§ What is expected:
Where a line in the listing below contains the word "book", copy that line.
───── Data provided ─────
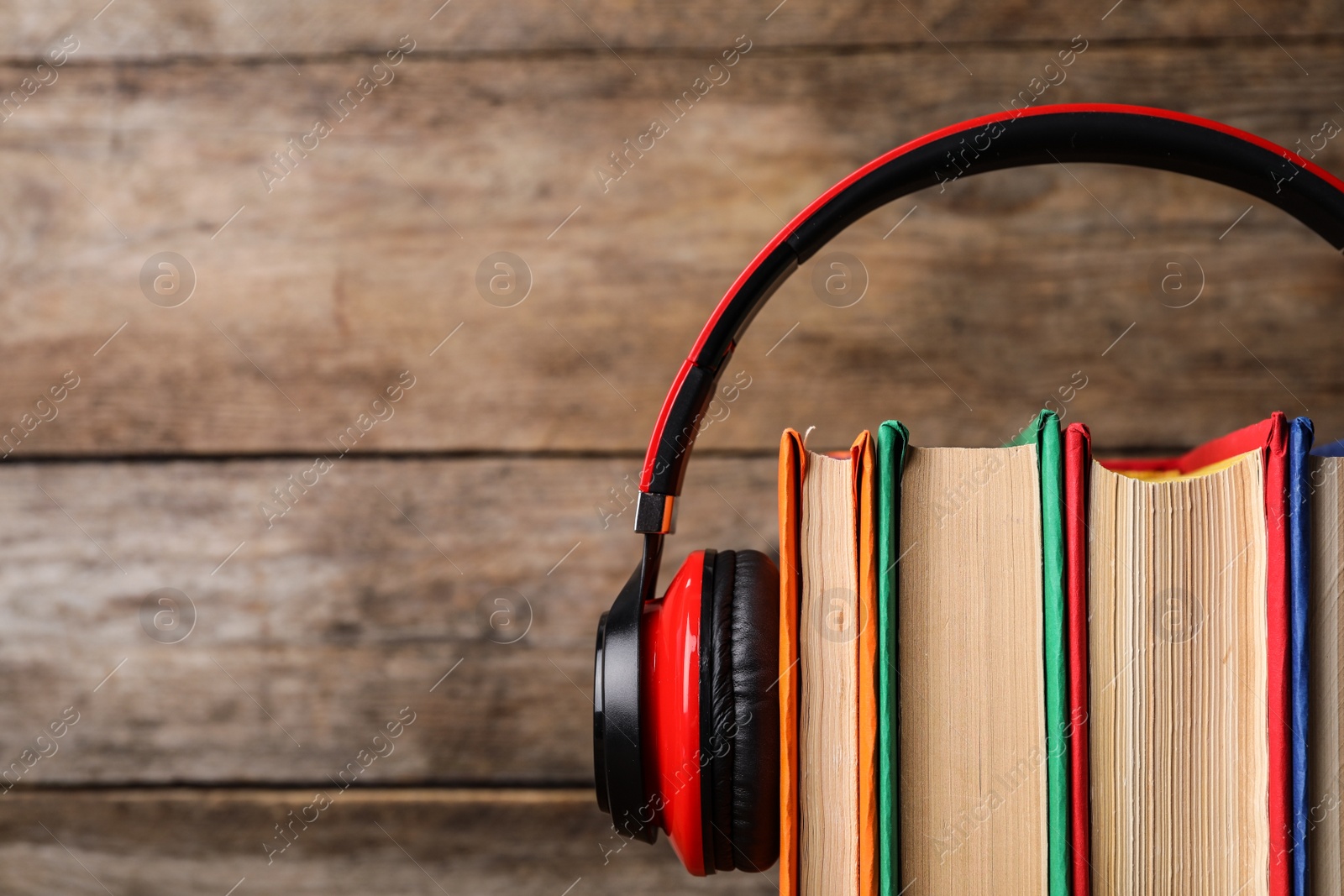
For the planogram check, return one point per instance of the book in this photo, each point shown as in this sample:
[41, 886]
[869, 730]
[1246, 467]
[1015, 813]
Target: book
─────
§ Finished task:
For the planogram check, return one point per instance of the book in this photo, each point shown as in this sample:
Target: book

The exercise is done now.